What to produce
Write out the whole listing exactly as it is written below.
..............................
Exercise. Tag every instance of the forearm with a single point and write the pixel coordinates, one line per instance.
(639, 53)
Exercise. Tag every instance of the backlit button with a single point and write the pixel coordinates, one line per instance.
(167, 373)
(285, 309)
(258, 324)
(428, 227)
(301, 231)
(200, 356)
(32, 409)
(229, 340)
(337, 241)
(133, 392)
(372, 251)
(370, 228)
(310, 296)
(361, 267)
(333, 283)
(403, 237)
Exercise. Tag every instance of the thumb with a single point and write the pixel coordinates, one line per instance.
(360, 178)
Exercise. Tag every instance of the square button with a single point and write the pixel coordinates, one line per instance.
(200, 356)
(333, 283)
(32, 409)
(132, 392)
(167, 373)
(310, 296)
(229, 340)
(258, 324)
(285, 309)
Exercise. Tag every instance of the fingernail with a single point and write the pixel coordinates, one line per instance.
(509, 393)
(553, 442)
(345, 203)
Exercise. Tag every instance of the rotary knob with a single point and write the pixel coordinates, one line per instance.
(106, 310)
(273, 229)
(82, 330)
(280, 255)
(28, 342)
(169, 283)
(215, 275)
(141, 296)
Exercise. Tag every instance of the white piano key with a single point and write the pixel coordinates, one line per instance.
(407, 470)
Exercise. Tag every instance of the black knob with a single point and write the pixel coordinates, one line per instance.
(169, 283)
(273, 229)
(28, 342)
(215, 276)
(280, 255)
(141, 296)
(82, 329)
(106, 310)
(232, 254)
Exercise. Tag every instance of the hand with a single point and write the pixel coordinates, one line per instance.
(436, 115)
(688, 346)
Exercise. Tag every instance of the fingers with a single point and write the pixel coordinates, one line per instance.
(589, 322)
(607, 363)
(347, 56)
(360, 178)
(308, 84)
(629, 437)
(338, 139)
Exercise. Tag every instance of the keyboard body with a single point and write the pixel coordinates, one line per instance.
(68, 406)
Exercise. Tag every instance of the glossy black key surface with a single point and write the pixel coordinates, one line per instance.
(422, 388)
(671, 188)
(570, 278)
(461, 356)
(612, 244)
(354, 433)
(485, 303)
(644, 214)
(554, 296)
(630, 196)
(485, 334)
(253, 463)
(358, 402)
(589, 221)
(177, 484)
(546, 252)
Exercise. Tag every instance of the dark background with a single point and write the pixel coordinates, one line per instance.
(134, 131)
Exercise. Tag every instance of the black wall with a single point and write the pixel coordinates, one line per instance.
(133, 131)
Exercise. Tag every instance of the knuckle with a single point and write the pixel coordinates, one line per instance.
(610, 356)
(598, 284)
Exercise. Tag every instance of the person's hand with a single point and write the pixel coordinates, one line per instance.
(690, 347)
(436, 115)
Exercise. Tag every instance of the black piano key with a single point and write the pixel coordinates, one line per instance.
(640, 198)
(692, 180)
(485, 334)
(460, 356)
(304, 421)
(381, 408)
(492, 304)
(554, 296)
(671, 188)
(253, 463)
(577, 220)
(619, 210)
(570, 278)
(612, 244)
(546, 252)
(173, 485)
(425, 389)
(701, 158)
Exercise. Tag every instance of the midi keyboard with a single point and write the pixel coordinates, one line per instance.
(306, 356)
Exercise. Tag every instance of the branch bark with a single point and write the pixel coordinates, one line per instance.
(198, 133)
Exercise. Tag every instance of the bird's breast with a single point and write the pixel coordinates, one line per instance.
..............................
Answer for this exercise
Exercise. Tag every instance of the forearm with a single point and write the pixel coordinates, one line per instance.
(639, 53)
Exercise. Tag every instance of the backlit button with a single point and write the pixel coordinates, one line per instance.
(167, 373)
(285, 309)
(258, 324)
(428, 227)
(301, 231)
(200, 356)
(32, 409)
(229, 340)
(337, 241)
(133, 392)
(372, 251)
(370, 228)
(310, 296)
(361, 267)
(333, 283)
(403, 237)
Exercise. Tag every instance of the thumb with a single point and write the pixel coordinates, one line per instance.
(360, 178)
Exercise. Tag every instance of the square button with a single point and write the pixel coordinates, one line per instance.
(200, 356)
(333, 283)
(32, 409)
(132, 392)
(167, 373)
(310, 296)
(229, 340)
(258, 324)
(285, 309)
Exercise. Tag every instance of the fingernail with a single point and write the pixel coordinates, one line per instance.
(509, 393)
(553, 442)
(345, 203)
Exercise. Tag every instance of the rotary knob with a single point and write the pixel coordinates, one line per instance.
(106, 310)
(273, 229)
(82, 330)
(280, 255)
(28, 342)
(169, 283)
(215, 275)
(141, 296)
Exercise. Tag every instance of the white piano key with a single point and write the pixel coordinates, one line per instance.
(407, 470)
Exercise. Tag every instance of the black knob with a single point and write the pixel coordinates, one line per instance.
(169, 283)
(273, 229)
(28, 342)
(215, 276)
(280, 255)
(141, 296)
(82, 329)
(106, 310)
(232, 254)
Exercise. Tag every instance of the hand with a single point and write the pixel coordinates, one line per instance.
(436, 115)
(688, 346)
Exercise. Tag every instance of the fingers with a single point and write the pixel coordinates, one line per instance.
(589, 322)
(607, 363)
(347, 56)
(360, 178)
(308, 84)
(629, 437)
(338, 139)
Exercise. Tag every instance of the keyboard body with a single point and write the pixel coordinates, one line per instance.
(68, 406)
Exercise. Tag every instance of the glossy black key surface with a single point and write the pixel coordinates, one line per instance.
(422, 388)
(671, 188)
(570, 278)
(461, 356)
(612, 244)
(354, 433)
(485, 303)
(644, 214)
(554, 296)
(630, 196)
(485, 334)
(253, 463)
(358, 402)
(589, 221)
(177, 484)
(546, 252)
Exercise. Tag every instance of the dark background with a single point and write the pixel coordinates, one line per instance.
(134, 131)
Exercise. Tag every instance of the black wall with a single point and write the pixel coordinates, one line per instance.
(133, 131)
Exercise. Tag every instance of the knuckle with a single point and write the pixel coordinates, one line per instance.
(610, 356)
(598, 284)
Exercise. Tag every instance of the person's hand with a single point and write the pixel coordinates, one line per instance.
(690, 347)
(436, 115)
Exercise. Tag every instance of the black piano key with a single point and write the pixel coordinates, one line per instance.
(640, 198)
(692, 180)
(485, 334)
(460, 356)
(304, 421)
(381, 408)
(492, 304)
(554, 296)
(671, 188)
(253, 463)
(577, 220)
(619, 210)
(570, 278)
(612, 244)
(546, 252)
(173, 485)
(425, 389)
(701, 158)
Exercise. Tag every instance of the midi keyboard with a single point and write the pixel coordinates, one line per instance.
(306, 356)
Exercise. Tag every instance of the branch bark with a single point and write the pixel coordinates, one line per instance.
(198, 133)
Exercise. Tag every instance of the bird's breast with a single point and write the pixel coordinates, one line per instance.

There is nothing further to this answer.